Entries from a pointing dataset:

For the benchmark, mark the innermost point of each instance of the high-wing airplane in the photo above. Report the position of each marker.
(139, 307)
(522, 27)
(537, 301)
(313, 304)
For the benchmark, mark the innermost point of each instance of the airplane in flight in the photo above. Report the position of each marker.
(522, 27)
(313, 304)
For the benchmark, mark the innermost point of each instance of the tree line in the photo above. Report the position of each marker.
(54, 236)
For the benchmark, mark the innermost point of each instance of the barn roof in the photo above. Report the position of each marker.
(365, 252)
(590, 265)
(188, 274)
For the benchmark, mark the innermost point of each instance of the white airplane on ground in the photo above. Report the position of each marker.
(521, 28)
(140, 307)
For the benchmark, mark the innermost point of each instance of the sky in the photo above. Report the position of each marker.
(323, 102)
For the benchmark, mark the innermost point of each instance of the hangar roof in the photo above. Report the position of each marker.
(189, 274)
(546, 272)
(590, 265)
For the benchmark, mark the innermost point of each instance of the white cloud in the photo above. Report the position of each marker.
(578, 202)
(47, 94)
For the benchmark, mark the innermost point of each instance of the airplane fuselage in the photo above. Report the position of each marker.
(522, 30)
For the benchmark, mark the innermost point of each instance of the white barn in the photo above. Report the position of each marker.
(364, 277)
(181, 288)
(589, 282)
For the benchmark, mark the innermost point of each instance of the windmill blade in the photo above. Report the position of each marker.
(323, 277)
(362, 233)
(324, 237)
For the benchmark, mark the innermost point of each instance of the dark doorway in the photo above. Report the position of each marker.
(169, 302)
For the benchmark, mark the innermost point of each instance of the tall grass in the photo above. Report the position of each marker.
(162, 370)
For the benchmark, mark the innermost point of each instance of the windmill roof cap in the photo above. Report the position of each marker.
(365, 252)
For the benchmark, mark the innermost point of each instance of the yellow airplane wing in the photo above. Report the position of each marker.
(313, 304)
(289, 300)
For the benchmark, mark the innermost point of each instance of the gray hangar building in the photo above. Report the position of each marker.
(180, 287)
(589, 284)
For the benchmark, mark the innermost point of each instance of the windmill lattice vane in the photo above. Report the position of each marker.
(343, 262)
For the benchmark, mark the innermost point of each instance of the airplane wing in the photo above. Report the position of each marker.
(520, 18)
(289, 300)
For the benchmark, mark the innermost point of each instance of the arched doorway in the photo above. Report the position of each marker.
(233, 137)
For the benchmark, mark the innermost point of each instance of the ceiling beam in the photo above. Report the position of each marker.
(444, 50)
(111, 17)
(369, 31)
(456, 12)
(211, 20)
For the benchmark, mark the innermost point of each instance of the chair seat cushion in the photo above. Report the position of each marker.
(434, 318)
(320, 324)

Exercise requirements: Output each entry precisely as given.

Complete output:
For the benchmark, mark the innermost point of each instance of the high-wing airplane in the photo above. Report the position of each marker.
(139, 307)
(522, 27)
(537, 301)
(313, 304)
For the benchmark, mark the innermost point of each instance of the airplane in flight in the photo above. Report the position of each marker.
(522, 27)
(313, 304)
For the benchmark, mark the innermost point of each instance of the tree line in the photo above. Report the position of each marker.
(54, 236)
For the benchmark, mark the innermost point of each instance of the barn roof in the photo above. Report the position of each marker.
(365, 252)
(590, 265)
(188, 274)
For the benchmark, mark the innermost point of each instance of the white airplane on ground in the photo above. Report the position of each marker.
(521, 28)
(140, 307)
For the benchmark, mark the innermost point of each instance of the sky in the photo above. Report the position of each marker.
(323, 102)
For the benchmark, mark the innermost point of each instance of the hangar roof in the photo above. Report the position of each marker.
(189, 274)
(546, 272)
(590, 265)
For the benchmark, mark the innermost point of each instance of the white cloud in the photo above. Report the position of each marker.
(578, 202)
(47, 94)
For the benchmark, mark the innermost point of each instance of the airplane fuselage in the photo above. Report the position of each marker.
(522, 30)
For the benchmark, mark the innermost point of each instance of the white barn in the photo above. Report the position of each marker.
(364, 277)
(181, 288)
(589, 282)
For the benchmark, mark the innermost point of each instance of the windmill blade in the photo above. Report the position of each marker.
(323, 277)
(362, 233)
(324, 237)
For the benchmark, mark the innermost point of each instance of the dark doorway in the photo above. Report the position of each marker.
(169, 302)
For the benchmark, mark the innermost point of each instance of the tall grass in the photo above. Report the position of each marker.
(162, 370)
For the benchmark, mark the innermost point of each instance of the windmill roof cap in the photo above. Report the position of each marker.
(365, 252)
For the benchmark, mark the innermost point of each instance of the yellow airplane wing in the photo above. Report the position of each marker.
(313, 304)
(289, 300)
For the benchmark, mark the innermost point of each instance of the gray hangar building in the photo above. Report the position of each marker.
(180, 287)
(589, 284)
For the benchmark, mark the innermost point of each instance of the windmill lattice vane in the photo above. Report the position of each marker.
(343, 262)
For the benchmark, mark the innermost point of each instance of the airplane wing in the photo above. Report the position of each marker.
(520, 18)
(289, 300)
For the benchmark, mark the innermost point of each instance of the arched doorway in the photo above. Report the position of each marker.
(233, 137)
For the benchmark, mark the innermost point of each instance of the ceiling beam in the photo above. Report the position of each marker.
(444, 50)
(111, 17)
(369, 31)
(456, 12)
(211, 20)
For the benchmark, mark the innermost point of each instance of the chair seat cushion in the photo above. Report the position of each marker.
(434, 318)
(320, 324)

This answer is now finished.